(Passage shown):
++++++++
I think it’s actually working. Either that or I’m so ill with this respiratory infection that I’ve become delirious.
I’ve decided to let go of the idea that I’ll ever be the person I was again. I’ve packed her up and filed her away. Until I let go of her, and the past, I won’t be able to move forward. I need to let go of the idea of moving home, it’s not going to happen any time soon; if I’m going to try and find happiness where I am then I need to let go of the idea of getting away. Sometimes we don’t always get what we want because we have to put others wants, wishes and needs ahead of our own and I guess that’s what I’m doing. I see the relationship between my kids and my Nan and I can’t break that up. I can’t break my kids away from all they know, from their lives; I know how that feels all too well. So I’m stuck between a rock and a hard place and now I’ve got to make a decision on which way to move in order to get to a happier place in my head. There’s always holidays and such I guess to go and visit friends and family. I’ll eventually develop a support network up here, I’ll meet people in time that will become trusted friends, maybe I’ll even meet a woman and settle down in my own weird little way but before I can do any of that I have to accept where I am now. I have to accept the present and stop clinging so desperately to the past. I need to open myself to these opportunities and possibilities for the future otherwise they’ll just go rushing past me.
How can I expect to move forward when I’m standing still whilst looking behind me? It’s time to face the way that I want to walk in.
++++++++
(Input data):
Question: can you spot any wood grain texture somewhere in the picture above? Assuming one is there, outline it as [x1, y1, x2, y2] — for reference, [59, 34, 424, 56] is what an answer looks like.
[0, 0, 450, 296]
++++++++
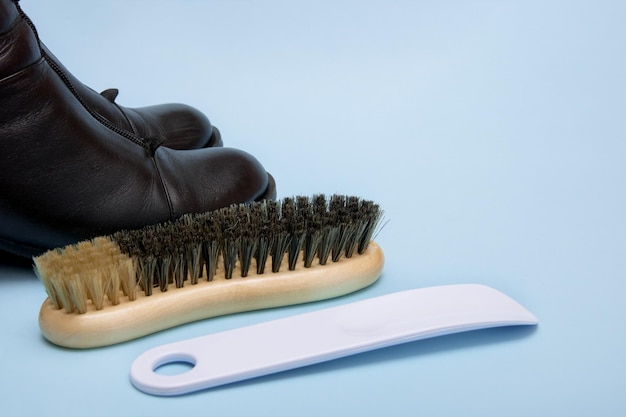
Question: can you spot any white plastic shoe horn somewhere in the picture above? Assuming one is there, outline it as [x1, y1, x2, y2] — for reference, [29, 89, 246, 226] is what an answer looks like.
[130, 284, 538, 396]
++++++++
(Task goal): Translate this sentence from the reflection on letting go of the past into Spanish: "I have to accept the present and stop clinging so desperately to the past." The data have no connection to the reflection on letting go of the past.

(Your solution): Tengo que aceptar el presente y dejar de aferrarme tan desesperadamente al pasado.